Stored data entries
━━━

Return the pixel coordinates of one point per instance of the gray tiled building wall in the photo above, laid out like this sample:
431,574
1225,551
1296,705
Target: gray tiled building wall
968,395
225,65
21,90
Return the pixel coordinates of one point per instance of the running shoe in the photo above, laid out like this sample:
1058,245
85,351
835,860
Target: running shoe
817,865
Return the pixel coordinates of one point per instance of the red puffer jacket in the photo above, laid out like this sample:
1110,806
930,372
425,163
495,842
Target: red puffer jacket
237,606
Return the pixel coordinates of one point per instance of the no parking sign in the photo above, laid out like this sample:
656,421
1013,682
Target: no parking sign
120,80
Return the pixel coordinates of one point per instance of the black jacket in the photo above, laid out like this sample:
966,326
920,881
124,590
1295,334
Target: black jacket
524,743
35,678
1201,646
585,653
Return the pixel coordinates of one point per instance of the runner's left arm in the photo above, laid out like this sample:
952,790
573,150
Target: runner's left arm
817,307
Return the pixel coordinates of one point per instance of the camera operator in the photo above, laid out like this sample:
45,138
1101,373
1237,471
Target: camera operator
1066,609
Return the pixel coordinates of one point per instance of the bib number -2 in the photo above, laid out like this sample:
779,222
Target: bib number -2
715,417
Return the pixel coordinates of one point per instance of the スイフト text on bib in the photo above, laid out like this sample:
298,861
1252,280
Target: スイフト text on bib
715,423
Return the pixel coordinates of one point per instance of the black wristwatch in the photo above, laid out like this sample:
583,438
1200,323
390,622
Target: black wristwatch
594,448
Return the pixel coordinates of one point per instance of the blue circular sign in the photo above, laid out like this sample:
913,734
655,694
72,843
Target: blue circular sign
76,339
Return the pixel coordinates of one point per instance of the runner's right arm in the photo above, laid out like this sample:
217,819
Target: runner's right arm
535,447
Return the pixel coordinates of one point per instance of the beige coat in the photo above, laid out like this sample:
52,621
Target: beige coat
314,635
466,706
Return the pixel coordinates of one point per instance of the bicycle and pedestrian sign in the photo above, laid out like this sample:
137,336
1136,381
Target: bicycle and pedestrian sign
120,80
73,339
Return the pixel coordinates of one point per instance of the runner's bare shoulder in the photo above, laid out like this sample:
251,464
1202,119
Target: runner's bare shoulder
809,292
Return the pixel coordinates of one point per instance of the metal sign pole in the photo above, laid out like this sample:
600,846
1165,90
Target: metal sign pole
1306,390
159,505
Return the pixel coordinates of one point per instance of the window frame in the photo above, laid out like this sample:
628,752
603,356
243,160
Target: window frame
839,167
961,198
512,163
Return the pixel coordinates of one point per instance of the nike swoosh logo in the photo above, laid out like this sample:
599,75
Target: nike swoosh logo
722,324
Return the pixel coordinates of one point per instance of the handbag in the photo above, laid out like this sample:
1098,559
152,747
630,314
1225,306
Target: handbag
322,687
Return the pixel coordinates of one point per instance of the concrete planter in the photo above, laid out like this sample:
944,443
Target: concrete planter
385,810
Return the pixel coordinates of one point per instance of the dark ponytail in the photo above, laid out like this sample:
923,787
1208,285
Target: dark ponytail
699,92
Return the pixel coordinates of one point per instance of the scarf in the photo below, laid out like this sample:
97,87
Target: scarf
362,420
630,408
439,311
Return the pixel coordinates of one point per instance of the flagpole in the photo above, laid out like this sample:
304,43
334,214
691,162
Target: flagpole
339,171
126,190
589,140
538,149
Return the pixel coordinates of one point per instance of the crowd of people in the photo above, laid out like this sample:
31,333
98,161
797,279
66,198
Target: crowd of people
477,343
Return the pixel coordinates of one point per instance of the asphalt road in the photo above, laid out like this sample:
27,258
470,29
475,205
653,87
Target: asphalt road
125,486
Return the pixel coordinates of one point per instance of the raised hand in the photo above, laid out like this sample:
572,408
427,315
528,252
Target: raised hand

━━━

Exercise directions »
Copy the entries exactly, leaving no line out.

Output for this exercise »
Return the pixel coordinates of one point per instance of the gray tiled building wall in the photo above, laid out like this sample:
431,574
1225,551
1296,705
Target: gray tiled building wall
968,395
225,65
21,90
Return the pixel coordinates of one point per instance of the running shoe in the photo above, laid out like this sample:
1058,245
85,351
835,860
Target: running shoe
817,865
Return the pixel coordinates of one point per instance of the red puffer jacket in the photo above, laid out like this sample:
1110,806
930,372
425,163
495,842
Target: red puffer jacket
237,606
Return the pixel coordinates of one point per instance of the no parking sign in the photo above, laid out like this sample:
656,421
1013,682
Target: no parking sign
120,80
Return the pixel coordinates of one point per instance of the black jacket in the photo above, laid out like this sample:
966,326
920,881
124,590
1295,334
Target: black jacket
524,743
35,678
1201,646
585,653
Return the pixel coordinates of one point per instance of the runner's left arm in the photo above, laid out like this sample:
952,790
573,150
Target: runner's left arm
817,307
Return the pixel coordinates of one point per instance of the camera operator in the photo above, laid out like this sample:
45,138
1101,373
1237,471
Target: camera operator
1066,609
Return the pixel coordinates of one point per instance of the bib number -2 in the photo above, laid out like this sample:
779,222
Target: bib number -2
715,417
Return the pixel coordinates of one point per instance of the スイフト text on bib in the photo above, laid out like this sample:
298,861
1252,280
Target: スイフト text on bib
715,423
Return the pixel coordinates of one point per instance of the black wristwatch in the photo above, laid out like this sample:
583,438
1200,323
390,622
Target: black wristwatch
594,448
Return the pixel coordinates of one point per instance of the blue circular sign in the photo above, laid out like this sample:
913,734
655,694
72,843
Target: blue circular sign
76,339
Return the pixel coordinates of one point per instance of the runner's right arm in the photo above, laid out like this sample:
217,819
Target: runner's right arm
535,447
Return the pixel coordinates of one point per instance of the beige coat in the photo above, laid out like this sample:
52,621
Target: beige coat
314,635
466,706
Return the pixel coordinates of one point per instance of the bicycle and pedestrian sign in the photo above, laid out like this sample:
137,336
1136,381
Target: bicycle and pedestrian sign
120,80
73,339
Return the pixel coordinates of one point per instance of the runner's bare shoulder in the photo above, laid out like this sample:
251,464
1202,119
Target: runner's bare shoulder
809,292
Return the pixel coordinates of one point per instance of the metal sign pole in the photo above, laid out like this sample:
600,846
1165,90
Target: metal sign pole
1306,390
159,505
Return the pixel coordinates of one point per instance of the window frame in the photo above, laid out like this sample:
628,752
603,356
243,160
Target: window frame
839,167
961,198
512,163
Return the pixel coordinates of one point per instance of the nike swoosh logo in the photo above, laid out like this sample:
599,75
Target: nike swoosh logo
722,324
Return the pixel coordinates of one point per instance of the handbag in the photo above, laid out like this sample:
1098,559
152,747
630,314
1225,306
Target: handbag
322,687
Return the pixel coordinates of one point per instance of the concrete planter in the photo above, laid out like this sample:
944,443
Target: concrete planter
385,810
Return the pixel coordinates of one point per instance of the dark ponytail in the photo above, laid out like this sample:
923,787
1208,285
Target: dark ponytail
699,92
Return the pixel coordinates of one point per instance of the scarf in the photo below, laid out like this sample:
97,87
Target: scarf
362,420
630,408
439,311
Return the pixel coordinates of one point per instance of the flagpole in the photo above, laid out like this sample:
304,43
334,214
691,162
Target: flagpole
339,171
126,190
589,140
538,149
Return the pixel coordinates of one point per instance of the crowd of people in the photo above, laid out like this sample:
31,333
98,161
797,279
66,198
Target: crowd of people
477,343
Return the pixel coordinates of one point per instance of the asphalt road in the photo above, laid out like this sample:
27,258
470,29
475,205
653,87
Target: asphalt road
125,486
Return the pixel coordinates of one point per instance of the raised hand in the photo above, laid out like this sample:
572,408
427,315
528,252
Target: raised hand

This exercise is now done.